▶ WHAT THE TASK ASKS:
Reproduce the passage of the archery forum thread below, starting at "So I guess it" and ending at "the wood grip.".

I'm jealous Jonathan. Which shop did you go with?


----------



## bowsmith (Dec 14, 2009)

Brian from GA said:


> You're right.... I need something to knock a little sexy off me!!



If ya can't shoot good, look good.


----------



## JC280 (Dec 14, 2009)

Brian from GA said:


> I'm jealous Jonathan. Which shop did you go with?



I went with someone from Shuler's. The best part of the trip was the tour of the Trek bicycle factory. We got to see all of Lance's tour winning bikes and 90% of the factory. Cool stuff!

JC


----------



## Hawire (Dec 20, 2009)

GA HOYT said:


> to me it looks like crap
> i would be afraid that if i put it in a press i would bend the riser.



The riser is actually stringer than the Monster, or the Reezen. Put it in a press and watch the lack of riser flex. Now put a Monster in and watch the riser flex .75"-1".
I never would have believed it if I had not saw for myself.


----------



## BlackArcher (Jan 21, 2010)

*(currently) 21-like / 23- dislike*

So I guess it is about 50/50...  Since this post, have anyone shot it in competition as yet?  If so, what do ya think?


----------



## Brian from GA (Jan 21, 2010)

I don't think anyone has shot one at all other than at the Mathews show. I got an email from Mathews a couple days ago saying that a few were trickling out the door but for the majority not to expect them before mid February. I spoke with Levi Morgan and Evan Baize at the ATA show and neither had one yet. Levi said he was not going to play with it until he got time anyway because he is shooting his original Conquest very well. Evan is shooting a DLD. 

Should be hearing tons of reports in the next two to three weeks with folks receiving theirs. 

They did come out with a new grip to go on it and any of Mathews bows with the wood grip. 

www.archerynewsnow.com

Go to the bottom of the page.


----------



## SteadyHoyt12's (Jan 21, 2010)

*Its Ugly As Can Be!!!*

Im not sure how it shoots but its UGLY! And i personally dont play chase so i wouldnt shoot it anyways. I will stick with my HOYT!!!


----------



## Brian from GA (Jan 21, 2010)

Darrin Christenberry says over on AT that he has gotten his. I wonder why he got his before I got mine


----------



## shawn mills (Jan 21, 2010)

I shoot a Mathews DXT and love it. The new Z7 is one ugly bow though!


----------



## 3darcher (Jan 21, 2010)

sure like the look of the FOCUS grip.


----------

▶ SUPPLIED RECORDS:
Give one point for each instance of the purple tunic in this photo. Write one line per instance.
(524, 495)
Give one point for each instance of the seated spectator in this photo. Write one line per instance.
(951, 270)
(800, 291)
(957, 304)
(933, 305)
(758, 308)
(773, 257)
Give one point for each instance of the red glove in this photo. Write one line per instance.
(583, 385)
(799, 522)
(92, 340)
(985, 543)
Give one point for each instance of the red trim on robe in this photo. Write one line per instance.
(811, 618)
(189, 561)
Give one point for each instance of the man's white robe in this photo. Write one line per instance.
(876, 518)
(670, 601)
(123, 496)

---

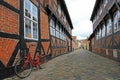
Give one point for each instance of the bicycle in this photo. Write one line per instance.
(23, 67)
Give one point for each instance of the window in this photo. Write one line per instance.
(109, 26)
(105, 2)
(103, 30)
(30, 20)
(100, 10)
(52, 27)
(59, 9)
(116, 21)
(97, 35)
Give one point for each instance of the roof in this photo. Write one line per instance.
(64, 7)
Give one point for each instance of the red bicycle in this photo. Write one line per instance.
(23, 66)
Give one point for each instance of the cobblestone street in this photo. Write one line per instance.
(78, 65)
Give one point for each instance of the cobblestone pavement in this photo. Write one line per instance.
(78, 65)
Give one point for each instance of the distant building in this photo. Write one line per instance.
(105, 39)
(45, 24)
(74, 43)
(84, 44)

▶ SOLUTION TO THIS TASK:
So I guess it is about 50/50...  Since this post, have anyone shot it in competition as yet?  If so, what do ya think?


----------



## Brian from GA (Jan 21, 2010)

I don't think anyone has shot one at all other than at the Mathews show. I got an email from Mathews a couple days ago saying that a few were trickling out the door but for the majority not to expect them before mid February. I spoke with Levi Morgan and Evan Baize at the ATA show and neither had one yet. Levi said he was not going to play with it until he got time anyway because he is shooting his original Conquest very well. Evan is shooting a DLD. 

Should be hearing tons of reports in the next two to three weeks with folks receiving theirs. 

They did come out with a new grip to go on it and any of Mathews bows with the wood grip.